*** Begin section ***

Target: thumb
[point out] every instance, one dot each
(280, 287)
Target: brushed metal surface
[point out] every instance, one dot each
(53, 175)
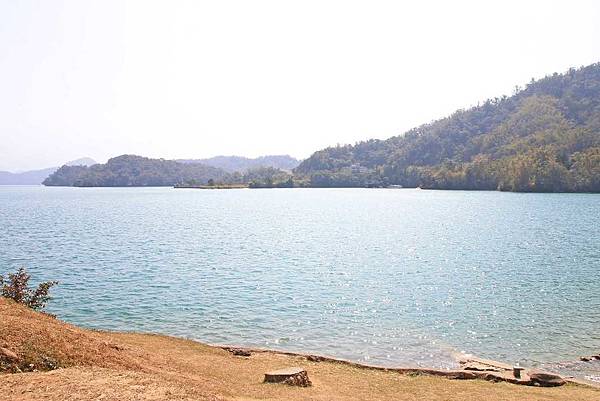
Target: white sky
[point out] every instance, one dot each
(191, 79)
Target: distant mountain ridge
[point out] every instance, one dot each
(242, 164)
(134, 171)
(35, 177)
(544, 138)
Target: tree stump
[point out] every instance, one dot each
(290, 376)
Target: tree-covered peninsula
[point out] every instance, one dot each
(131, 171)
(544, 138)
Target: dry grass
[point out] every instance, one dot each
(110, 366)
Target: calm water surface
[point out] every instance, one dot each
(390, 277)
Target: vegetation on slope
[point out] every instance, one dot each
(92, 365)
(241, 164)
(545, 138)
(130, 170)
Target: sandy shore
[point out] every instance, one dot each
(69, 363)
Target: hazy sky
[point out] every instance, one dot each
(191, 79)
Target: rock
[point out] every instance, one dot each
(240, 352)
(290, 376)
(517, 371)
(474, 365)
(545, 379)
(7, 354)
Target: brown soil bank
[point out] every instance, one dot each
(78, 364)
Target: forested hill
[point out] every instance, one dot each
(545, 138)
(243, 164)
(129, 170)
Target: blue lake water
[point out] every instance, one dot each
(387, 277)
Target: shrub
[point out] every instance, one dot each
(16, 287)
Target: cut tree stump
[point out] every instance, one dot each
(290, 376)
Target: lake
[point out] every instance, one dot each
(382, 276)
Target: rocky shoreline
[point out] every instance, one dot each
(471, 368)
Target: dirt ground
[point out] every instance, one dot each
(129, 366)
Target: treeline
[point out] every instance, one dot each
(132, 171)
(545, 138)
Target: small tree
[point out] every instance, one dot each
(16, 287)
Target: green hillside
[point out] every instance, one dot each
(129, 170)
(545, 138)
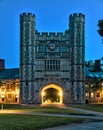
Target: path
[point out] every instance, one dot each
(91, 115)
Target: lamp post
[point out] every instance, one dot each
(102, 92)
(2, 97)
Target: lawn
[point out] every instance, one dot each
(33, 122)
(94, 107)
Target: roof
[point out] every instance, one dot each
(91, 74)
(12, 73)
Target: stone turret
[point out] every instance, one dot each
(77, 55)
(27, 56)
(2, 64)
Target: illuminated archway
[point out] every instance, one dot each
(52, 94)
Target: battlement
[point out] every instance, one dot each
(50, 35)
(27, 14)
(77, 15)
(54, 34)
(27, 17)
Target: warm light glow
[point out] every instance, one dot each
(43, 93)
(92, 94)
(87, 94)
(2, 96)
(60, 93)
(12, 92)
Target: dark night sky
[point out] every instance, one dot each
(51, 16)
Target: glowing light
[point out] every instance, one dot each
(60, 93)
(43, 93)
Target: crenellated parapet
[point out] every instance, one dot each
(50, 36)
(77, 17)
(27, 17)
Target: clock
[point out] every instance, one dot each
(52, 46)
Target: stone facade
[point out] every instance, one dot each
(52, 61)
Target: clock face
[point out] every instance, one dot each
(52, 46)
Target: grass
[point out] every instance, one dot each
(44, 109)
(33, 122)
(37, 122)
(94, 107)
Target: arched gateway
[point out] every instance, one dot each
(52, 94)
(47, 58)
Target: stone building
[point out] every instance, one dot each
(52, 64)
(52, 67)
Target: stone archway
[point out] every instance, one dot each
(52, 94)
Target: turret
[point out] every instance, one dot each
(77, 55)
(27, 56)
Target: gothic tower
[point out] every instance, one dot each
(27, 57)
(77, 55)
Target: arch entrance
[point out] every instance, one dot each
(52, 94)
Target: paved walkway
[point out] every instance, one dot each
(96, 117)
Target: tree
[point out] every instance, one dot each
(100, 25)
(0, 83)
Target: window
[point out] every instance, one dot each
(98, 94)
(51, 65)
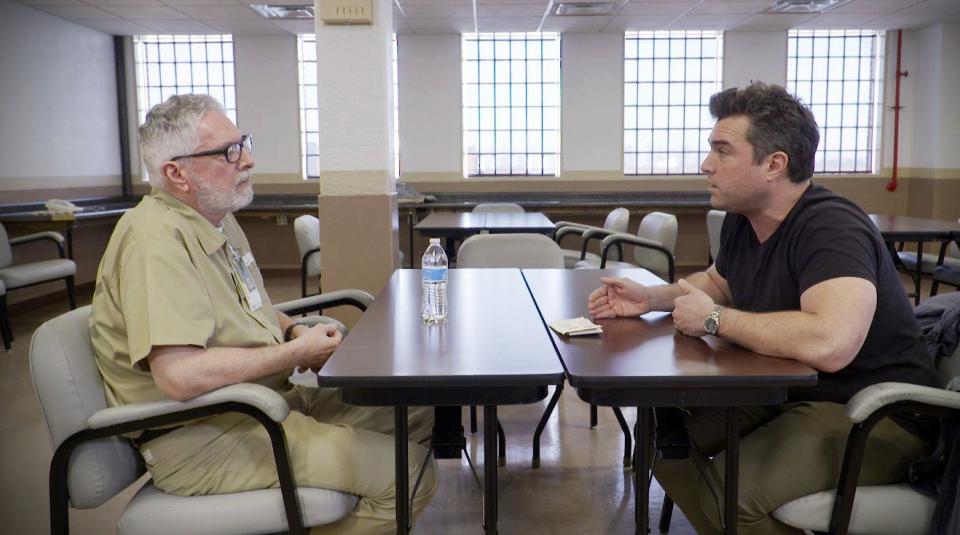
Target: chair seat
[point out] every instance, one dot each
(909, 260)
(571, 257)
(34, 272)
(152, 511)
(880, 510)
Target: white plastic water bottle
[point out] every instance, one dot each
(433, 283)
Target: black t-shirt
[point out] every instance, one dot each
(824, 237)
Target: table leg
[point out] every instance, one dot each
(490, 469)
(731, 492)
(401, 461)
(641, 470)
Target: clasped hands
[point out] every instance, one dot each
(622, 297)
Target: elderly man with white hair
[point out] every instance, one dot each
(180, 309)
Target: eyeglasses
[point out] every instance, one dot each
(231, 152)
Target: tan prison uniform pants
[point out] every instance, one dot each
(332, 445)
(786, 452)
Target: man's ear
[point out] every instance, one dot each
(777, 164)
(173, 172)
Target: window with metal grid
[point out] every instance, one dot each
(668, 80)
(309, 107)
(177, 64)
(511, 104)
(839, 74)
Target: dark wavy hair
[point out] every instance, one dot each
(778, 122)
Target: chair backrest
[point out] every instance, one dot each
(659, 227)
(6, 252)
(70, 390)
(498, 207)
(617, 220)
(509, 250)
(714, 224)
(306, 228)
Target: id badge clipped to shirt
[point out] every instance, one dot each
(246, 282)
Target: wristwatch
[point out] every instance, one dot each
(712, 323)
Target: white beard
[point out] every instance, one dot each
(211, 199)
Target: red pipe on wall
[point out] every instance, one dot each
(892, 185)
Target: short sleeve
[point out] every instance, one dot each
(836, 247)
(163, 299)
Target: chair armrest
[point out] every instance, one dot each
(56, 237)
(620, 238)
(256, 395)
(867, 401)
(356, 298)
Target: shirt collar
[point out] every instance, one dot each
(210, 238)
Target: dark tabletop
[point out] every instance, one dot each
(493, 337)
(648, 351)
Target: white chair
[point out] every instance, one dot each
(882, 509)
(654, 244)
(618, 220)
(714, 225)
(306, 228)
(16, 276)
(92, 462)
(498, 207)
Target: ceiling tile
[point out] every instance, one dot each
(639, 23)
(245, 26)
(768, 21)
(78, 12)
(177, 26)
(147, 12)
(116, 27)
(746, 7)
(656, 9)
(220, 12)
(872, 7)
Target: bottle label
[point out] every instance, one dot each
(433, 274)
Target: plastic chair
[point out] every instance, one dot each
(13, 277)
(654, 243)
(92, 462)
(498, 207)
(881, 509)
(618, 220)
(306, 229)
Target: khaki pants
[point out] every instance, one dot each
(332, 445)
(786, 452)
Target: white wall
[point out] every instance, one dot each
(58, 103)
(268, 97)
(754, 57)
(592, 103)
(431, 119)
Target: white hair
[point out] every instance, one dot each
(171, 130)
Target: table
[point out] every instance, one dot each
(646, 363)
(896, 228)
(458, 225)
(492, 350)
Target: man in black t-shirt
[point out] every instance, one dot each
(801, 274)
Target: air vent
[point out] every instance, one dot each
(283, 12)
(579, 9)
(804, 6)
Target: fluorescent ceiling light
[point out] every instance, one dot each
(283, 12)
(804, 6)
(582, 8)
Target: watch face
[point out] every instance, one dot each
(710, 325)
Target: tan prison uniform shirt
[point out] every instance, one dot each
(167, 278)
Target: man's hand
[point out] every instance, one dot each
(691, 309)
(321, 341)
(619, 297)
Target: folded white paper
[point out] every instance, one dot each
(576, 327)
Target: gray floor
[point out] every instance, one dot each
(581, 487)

*** End section ***
*** Begin section ***

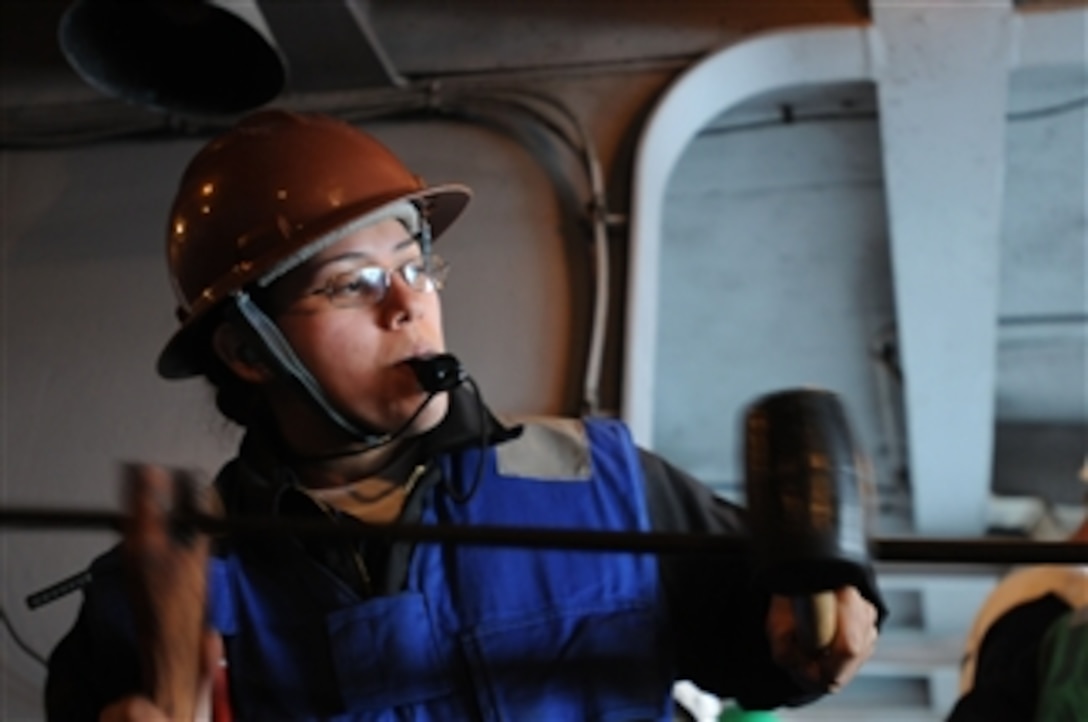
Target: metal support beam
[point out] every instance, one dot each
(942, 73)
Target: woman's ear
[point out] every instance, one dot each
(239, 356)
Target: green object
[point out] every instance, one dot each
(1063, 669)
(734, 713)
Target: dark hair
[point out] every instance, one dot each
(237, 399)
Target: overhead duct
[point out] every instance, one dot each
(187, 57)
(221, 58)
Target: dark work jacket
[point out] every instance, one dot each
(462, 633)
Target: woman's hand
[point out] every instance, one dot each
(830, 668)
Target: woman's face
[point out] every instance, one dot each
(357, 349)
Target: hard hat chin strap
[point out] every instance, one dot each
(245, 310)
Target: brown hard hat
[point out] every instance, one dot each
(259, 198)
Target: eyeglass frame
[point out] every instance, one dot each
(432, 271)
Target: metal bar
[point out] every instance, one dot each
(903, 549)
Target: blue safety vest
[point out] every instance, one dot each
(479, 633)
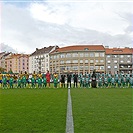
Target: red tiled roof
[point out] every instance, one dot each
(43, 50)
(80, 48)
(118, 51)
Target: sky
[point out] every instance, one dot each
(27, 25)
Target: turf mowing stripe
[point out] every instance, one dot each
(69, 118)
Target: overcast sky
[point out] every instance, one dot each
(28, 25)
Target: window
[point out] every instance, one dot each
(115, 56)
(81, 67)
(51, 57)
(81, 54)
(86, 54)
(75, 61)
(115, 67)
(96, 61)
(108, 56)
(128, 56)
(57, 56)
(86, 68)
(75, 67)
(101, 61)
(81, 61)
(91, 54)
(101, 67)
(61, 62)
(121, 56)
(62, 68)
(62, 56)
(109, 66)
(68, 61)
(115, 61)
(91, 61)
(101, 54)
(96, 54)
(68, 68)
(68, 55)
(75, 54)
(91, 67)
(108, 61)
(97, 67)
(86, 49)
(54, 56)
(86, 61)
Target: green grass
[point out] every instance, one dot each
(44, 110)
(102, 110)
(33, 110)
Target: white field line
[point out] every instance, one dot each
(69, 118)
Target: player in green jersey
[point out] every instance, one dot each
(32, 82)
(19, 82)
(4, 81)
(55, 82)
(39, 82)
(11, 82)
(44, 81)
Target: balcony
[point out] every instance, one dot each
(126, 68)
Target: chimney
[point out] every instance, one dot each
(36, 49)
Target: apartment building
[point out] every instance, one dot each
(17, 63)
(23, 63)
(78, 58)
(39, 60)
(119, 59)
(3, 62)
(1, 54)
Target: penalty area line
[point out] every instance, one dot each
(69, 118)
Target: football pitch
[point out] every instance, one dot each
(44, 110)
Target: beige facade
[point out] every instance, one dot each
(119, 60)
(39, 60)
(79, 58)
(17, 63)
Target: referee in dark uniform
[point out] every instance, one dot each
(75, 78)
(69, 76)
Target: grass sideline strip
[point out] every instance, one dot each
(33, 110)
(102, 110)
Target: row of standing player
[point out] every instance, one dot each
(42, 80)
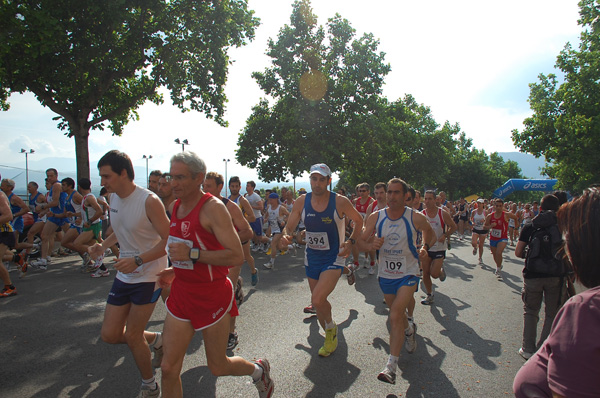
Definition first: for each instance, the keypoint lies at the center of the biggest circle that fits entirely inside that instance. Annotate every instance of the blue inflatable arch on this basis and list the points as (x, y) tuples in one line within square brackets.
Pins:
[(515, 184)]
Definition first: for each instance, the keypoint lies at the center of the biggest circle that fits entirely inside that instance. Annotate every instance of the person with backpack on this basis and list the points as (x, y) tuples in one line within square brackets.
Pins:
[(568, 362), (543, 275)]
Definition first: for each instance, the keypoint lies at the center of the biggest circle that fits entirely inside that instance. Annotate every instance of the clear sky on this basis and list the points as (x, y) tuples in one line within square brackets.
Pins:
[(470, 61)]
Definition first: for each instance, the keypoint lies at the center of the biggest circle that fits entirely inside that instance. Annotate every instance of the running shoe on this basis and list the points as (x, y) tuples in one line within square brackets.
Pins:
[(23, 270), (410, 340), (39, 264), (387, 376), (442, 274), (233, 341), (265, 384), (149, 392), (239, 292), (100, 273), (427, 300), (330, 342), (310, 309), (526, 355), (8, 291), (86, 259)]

*** End section ***
*** Begin section ***

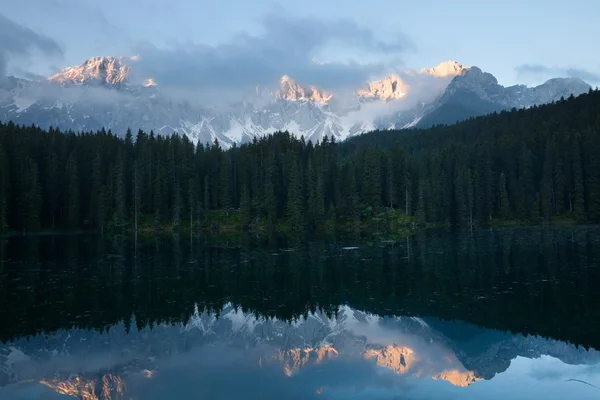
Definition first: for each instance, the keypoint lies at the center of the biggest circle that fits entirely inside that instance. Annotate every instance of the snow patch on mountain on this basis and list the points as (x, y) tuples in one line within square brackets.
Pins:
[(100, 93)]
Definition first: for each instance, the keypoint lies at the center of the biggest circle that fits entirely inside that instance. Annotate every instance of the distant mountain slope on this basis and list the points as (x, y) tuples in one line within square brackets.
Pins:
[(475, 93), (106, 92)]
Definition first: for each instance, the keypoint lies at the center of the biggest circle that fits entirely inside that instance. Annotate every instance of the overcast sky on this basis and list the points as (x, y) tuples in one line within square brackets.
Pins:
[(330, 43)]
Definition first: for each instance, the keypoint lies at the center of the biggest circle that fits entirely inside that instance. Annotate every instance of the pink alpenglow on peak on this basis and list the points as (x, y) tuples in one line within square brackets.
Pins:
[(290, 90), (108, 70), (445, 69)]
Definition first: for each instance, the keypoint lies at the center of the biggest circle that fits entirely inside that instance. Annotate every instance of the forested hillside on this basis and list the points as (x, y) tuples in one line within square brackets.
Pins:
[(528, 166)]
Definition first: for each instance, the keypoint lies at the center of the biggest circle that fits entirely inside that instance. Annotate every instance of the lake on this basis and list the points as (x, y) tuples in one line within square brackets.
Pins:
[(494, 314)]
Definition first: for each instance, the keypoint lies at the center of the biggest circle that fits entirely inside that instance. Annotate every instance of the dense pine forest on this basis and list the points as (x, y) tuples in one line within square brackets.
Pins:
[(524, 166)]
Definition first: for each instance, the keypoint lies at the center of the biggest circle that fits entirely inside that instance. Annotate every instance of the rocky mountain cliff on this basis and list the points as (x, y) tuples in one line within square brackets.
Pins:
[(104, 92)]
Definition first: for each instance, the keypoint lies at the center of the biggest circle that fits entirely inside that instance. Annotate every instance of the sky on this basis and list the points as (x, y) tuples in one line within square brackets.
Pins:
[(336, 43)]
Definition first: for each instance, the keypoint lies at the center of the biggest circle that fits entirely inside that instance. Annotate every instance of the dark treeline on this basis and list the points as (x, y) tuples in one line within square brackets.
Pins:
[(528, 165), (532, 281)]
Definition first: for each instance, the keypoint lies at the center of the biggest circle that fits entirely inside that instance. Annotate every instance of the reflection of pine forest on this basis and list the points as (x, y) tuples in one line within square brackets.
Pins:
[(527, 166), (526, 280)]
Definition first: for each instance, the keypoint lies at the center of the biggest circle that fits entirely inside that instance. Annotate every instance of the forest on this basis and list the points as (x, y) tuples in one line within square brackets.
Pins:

*** End section ***

**WORK ORDER:** All that should be printed is the run of lines above from the one with "Target: thumb" through the one with "Target: lawn", both included, exactly as given, with pictures left out.

**SOLUTION FOR THIS TASK:**
Target: thumb
[point out] every instance, one dot each
(280, 287)
Target: brushed metal surface
[point out] every instance, one dot each
(53, 175)
Target: white sky
[point out] every instance, one dot each
(191, 79)
Target: distant mountain ridge
[point out] every instance, one dot each
(242, 164)
(134, 171)
(35, 177)
(544, 138)
Target: tree stump
[point out] every instance, one dot each
(290, 376)
Target: tree-covered peninsula
[point out] every instance, one dot each
(131, 171)
(544, 138)
Target: dry grass
[point out] every instance, one dot each
(110, 366)
Target: calm water surface
[point out] every instance, one dot each
(390, 277)
Target: vegetation on slope
[point out] every instance, one dot each
(92, 365)
(241, 164)
(545, 138)
(130, 170)
Target: sandy shore
[point out] every instance, one dot each
(69, 363)
Target: hazy sky
[point out] every instance, one dot each
(191, 79)
Target: rock
[point out] every instance, one dot each
(240, 352)
(290, 376)
(517, 371)
(474, 365)
(545, 379)
(7, 354)
Target: brown soil bank
[point out] every instance, one dot each
(78, 364)
Target: forested hill
[point out] every instance, one dot each
(545, 138)
(243, 164)
(129, 170)
Target: blue lake water
[point out] every instance, one dot each
(387, 277)
Target: shrub
[point out] every instance, one dot each
(16, 287)
Target: cut tree stump
[point out] every instance, one dot each
(290, 376)
Target: lake
[point out] every instance, one dot each
(382, 276)
Target: rocky shoreline
[point out] every instance, one dot each
(471, 368)
Target: dirt ground
[point out] every instance, one dot each
(129, 366)
Target: treeline
[point out] every instance, one dot each
(132, 171)
(545, 138)
Target: small tree
[point out] every instance, one dot each
(16, 287)
Target: green hillside
[point out] every instance, one dot each
(129, 170)
(545, 138)
Target: path
[point out] every instance, one dot each
(91, 115)
Target: lamp post
[point out] every instance, one dot each
(102, 92)
(2, 97)
Target: lawn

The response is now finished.